REQUEST:
Retype every one of the entries below without changing a single character.

Entries from a data collection:
════════════════════
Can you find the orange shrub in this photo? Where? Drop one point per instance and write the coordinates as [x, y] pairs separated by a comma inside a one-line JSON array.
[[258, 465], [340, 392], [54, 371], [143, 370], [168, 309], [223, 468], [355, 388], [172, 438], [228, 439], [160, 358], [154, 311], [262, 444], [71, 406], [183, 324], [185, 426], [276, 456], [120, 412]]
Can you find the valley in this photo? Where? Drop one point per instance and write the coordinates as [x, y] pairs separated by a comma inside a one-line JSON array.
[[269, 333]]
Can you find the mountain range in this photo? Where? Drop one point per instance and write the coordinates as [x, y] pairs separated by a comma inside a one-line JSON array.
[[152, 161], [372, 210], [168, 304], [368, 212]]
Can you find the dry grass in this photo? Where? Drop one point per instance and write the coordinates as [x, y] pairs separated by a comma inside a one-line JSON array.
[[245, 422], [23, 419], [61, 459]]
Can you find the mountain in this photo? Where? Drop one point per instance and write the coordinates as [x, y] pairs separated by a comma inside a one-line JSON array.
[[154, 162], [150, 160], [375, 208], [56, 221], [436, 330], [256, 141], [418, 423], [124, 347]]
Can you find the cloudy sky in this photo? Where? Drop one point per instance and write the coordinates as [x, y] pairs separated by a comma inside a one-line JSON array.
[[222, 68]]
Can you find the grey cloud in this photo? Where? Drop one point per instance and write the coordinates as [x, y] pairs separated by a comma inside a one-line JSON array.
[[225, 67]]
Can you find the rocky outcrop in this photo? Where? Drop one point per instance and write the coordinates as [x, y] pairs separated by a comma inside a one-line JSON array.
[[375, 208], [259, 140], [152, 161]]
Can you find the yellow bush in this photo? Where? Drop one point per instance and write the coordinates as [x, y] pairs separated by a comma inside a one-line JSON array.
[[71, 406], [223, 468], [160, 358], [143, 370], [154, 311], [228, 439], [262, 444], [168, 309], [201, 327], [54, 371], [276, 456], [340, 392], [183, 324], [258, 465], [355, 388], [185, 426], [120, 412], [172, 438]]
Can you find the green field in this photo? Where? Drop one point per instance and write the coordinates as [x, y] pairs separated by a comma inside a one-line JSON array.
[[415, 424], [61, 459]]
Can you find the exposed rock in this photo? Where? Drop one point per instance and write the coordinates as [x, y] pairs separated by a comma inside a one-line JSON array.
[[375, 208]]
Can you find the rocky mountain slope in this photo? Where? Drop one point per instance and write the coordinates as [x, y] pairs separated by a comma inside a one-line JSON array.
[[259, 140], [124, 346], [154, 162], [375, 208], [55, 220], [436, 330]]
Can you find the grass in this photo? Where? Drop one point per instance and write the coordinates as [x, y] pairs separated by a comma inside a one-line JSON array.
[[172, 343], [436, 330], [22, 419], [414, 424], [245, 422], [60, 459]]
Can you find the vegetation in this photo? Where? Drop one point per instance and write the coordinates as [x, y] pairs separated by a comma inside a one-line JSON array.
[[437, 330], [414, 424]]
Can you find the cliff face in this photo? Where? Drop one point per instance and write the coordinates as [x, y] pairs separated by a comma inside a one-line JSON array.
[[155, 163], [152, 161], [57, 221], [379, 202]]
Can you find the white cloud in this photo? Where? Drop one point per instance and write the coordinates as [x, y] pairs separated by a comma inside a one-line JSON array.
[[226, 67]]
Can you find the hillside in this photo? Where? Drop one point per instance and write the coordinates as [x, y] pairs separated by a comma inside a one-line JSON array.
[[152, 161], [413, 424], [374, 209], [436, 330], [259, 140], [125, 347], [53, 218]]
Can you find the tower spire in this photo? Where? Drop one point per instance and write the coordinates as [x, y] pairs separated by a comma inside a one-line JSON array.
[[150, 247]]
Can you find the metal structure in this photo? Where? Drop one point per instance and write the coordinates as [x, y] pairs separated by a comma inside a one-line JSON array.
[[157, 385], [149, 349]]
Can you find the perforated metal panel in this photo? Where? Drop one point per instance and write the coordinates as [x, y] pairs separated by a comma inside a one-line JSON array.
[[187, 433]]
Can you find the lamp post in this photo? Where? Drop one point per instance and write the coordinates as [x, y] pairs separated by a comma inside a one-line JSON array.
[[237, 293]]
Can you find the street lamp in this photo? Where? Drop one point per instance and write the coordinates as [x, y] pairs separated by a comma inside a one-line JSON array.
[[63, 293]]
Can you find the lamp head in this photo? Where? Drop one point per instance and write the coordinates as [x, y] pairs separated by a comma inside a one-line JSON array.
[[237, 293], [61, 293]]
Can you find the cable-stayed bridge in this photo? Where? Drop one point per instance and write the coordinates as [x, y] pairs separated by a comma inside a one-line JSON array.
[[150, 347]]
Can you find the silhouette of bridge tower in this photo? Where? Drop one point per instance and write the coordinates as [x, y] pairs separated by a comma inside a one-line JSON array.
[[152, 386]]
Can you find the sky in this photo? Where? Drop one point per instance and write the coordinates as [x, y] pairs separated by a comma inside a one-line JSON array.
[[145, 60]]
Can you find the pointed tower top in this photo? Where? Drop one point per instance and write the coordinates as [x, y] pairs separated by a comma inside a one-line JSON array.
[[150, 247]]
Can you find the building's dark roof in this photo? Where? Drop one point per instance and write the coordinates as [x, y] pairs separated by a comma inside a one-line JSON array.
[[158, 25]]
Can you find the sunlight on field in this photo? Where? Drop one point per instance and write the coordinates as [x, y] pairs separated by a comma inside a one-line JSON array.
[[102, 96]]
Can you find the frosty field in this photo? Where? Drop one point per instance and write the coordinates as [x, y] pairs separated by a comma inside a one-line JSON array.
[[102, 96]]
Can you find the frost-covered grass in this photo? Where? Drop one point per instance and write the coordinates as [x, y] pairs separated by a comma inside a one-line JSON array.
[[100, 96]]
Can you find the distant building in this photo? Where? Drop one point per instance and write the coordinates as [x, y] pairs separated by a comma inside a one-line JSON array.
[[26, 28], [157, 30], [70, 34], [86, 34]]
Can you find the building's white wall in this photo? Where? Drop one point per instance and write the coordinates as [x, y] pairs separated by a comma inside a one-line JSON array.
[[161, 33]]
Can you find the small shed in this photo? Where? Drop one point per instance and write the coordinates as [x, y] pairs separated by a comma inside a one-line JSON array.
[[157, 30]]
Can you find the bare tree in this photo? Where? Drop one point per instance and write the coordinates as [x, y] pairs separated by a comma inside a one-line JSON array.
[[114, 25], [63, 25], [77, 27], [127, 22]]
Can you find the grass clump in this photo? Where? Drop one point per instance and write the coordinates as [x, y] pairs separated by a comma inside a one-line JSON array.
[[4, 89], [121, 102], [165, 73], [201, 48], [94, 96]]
════════════════════
ANSWER TO THIS PROBLEM:
Can you find the orange shrub in this photo? Where? Drop one point per instance and write the coordinates as [x, y] pairs separated by a comma inside a one-line JSON array.
[[258, 465], [340, 392], [54, 371], [143, 370], [168, 309], [223, 468], [355, 388], [172, 438], [228, 439], [160, 358], [154, 311], [262, 444], [71, 406], [183, 324], [185, 426], [276, 456], [120, 412]]
Can you find the valley in this photo? Where? Drop one point per instance and write the coordinates as [x, y] pairs separated by a comma inside a one-line JSON array.
[[269, 333]]
Can you find the mountain range in this photo? Where? Drop one point per instance and write the coordinates as [x, y] pairs separated by a comma inside a one-line JSON array.
[[152, 161], [372, 210], [168, 304], [368, 212]]
Can you find the dry grass in this photo? Where? Drop one point per instance and write the coordinates as [x, y] pairs separated by a comma inside a one-line JSON array.
[[245, 422], [23, 419], [61, 459]]
Can you find the mountain in this photo? Where? Drop one point per instance and write the coordinates as [x, y] pairs separated by a comma inside a one-line JSON array.
[[154, 162], [150, 160], [375, 208], [56, 221], [436, 330], [256, 141], [418, 423], [124, 347]]
Can you find the cloudy sky in this photo? Where? Drop one point per instance and write the coordinates as [x, y] pairs separated by a comma inside a one-line JSON array.
[[222, 68]]
Can you find the grey cloud in this photo? Where? Drop one point per instance and write the coordinates as [x, y] pairs separated by a comma inside a one-line JSON array.
[[225, 67]]
Can you find the rocky outcrop in this photo? Where? Drop one point per instance and write the coordinates as [x, y] pairs separated by a comma inside a one-line JSON array.
[[375, 208], [259, 140], [152, 161]]
Can you find the yellow bush in this photo? Where? Drop one point per instance and write the coordinates as [x, y] pairs separated by a comma inside a one-line JSON array.
[[71, 406], [223, 468], [160, 358], [143, 370], [154, 311], [228, 439], [262, 444], [168, 309], [201, 327], [54, 371], [276, 456], [340, 392], [183, 324], [258, 465], [355, 388], [185, 426], [120, 412], [172, 438]]
Can you find the green field in this photo? Where? Drop one point per instance and write the coordinates as [x, y] pairs separated by a comma inside a one-line JSON array.
[[415, 424], [61, 459]]
Can you find the exposed rock in this photo? Where? Drop one point per instance and write the coordinates as [x, y] pairs separated by a comma inside a one-line JSON array.
[[375, 208]]
Can you find the rocky mountain slope in this photo? Where? Drop one point per instance and write the coordinates as [x, y] pairs separated by a comma inside a one-line JSON array.
[[259, 140], [124, 346], [154, 162], [375, 208], [55, 220], [436, 330]]
Can you find the grass in this photo? Where? Drop one point per instance and write the coordinates as [x, y] pairs separated by a comma inside a one-line JSON array.
[[172, 343], [436, 330], [22, 419], [414, 424], [245, 422], [60, 459]]
Can you find the vegetation in this photo? Where? Drop one point per instance and write the coordinates as [x, y] pairs separated by a comma inside a one-line JSON array.
[[437, 330], [414, 424]]
Can you find the cliff face in this photo? Where? Drop one point per instance and write the coordinates as [x, y] pairs separated by a comma inside a one-line JSON array.
[[155, 163], [152, 161], [57, 221], [379, 202]]
Can you find the white cloud in this photo? Where? Drop one point per instance and write the coordinates as [x, y] pairs separated by a comma inside a one-line JSON array.
[[226, 67]]
Can you find the hillside in this photo? Where? Drop one point per instance and write the coordinates as [x, y] pairs separated by a comma inside a one-line JSON array.
[[152, 161], [413, 424], [374, 209], [436, 330], [259, 140], [125, 347], [53, 218]]
Can you find the tower spire in this photo? Where? Drop one point per instance and write the coordinates as [x, y] pairs separated by a comma inside a one-line JSON array.
[[150, 247]]
Can you find the metal structure in this photo? Where? Drop one point per instance and write the coordinates as [x, y] pairs separated by a comma inside a one-line JSON array.
[[157, 385], [149, 349]]
Can you find the perforated metal panel in this photo? Where? Drop one point per instance and write the coordinates as [x, y] pairs separated by a comma inside a one-line JSON array.
[[187, 433]]
Can you find the lamp post in this photo? Where? Drop one point per instance and write the coordinates as [x, y] pairs separated by a comma inside a one-line JSON array.
[[237, 293]]
Can you find the street lamp in this photo? Where? Drop one point per instance and write the coordinates as [x, y] pairs separated by a comma inside a one-line JSON array.
[[63, 293]]
Can you find the lamp head in this photo? Where? Drop one point per instance and write the coordinates as [x, y] pairs separated by a comma inside a one-line JSON array.
[[237, 293], [61, 293]]
Can you find the cable-stayed bridge in this photo? Where? Drop one point per instance and write the coordinates as [x, y] pairs separated by a comma inside a one-line JSON array.
[[150, 347]]
Can you find the silhouette of bridge tower in this photo? Where? Drop one point per instance and write the coordinates as [x, y] pairs separated by a comma inside a one-line JSON array.
[[152, 386]]
Can you find the sky in this photo? Where? Drop one point per instance and write the coordinates as [x, y] pairs separated by a comma inside a one-line JSON array.
[[145, 60]]
Can you find the pointed tower top in this photo? Where? Drop one point per instance and write the coordinates as [x, y] pairs separated by a comma inside a one-line JSON array.
[[150, 247]]
Can you find the building's dark roof in this photo? Where? Drop one point per instance and write the coordinates as [x, y] pairs separated by a comma inside a one-line JSON array.
[[158, 25]]
Can you find the sunlight on field in this photo? Where? Drop one point per instance and write the coordinates as [x, y] pairs separated by a comma inside a one-line JSON array.
[[102, 96]]
Can you find the frosty field in this photo? Where? Drop one point per instance and write the coordinates as [x, y] pairs separated by a comma inside a one-line JSON array.
[[102, 96]]
Can you find the frost-covered grass in this photo? Where? Drop one point per instance and write the coordinates as [x, y] pairs separated by a comma inside a one-line JSON array.
[[100, 96]]
Can you find the distant building in this photo? Where? Drop one point per instance and write the coordinates as [x, y] pairs separated by a comma inside a one-line JSON array.
[[26, 28], [157, 30], [70, 34], [86, 34]]
Can you find the building's white wall in this photo? Where? Drop one point per instance and write the coordinates as [x, y] pairs separated by a comma inside a one-line JSON array.
[[161, 33]]
Can you find the small shed in this photo? Where? Drop one point per instance and write the coordinates as [x, y] pairs separated by a comma inside a one-line JSON array.
[[157, 30]]
Can you find the bare tree in this photo? Where? Drop one point per instance and write the coordinates as [x, y] pairs separated by a comma inside a one-line JSON array.
[[114, 25], [63, 25], [77, 27], [127, 22]]
Can you find the grass clump in this photo? Where? Drop one point per instance and write the coordinates as [x, y] pairs separated by a comma inside a one-line JSON array.
[[4, 89], [121, 102], [165, 73], [201, 48], [94, 96]]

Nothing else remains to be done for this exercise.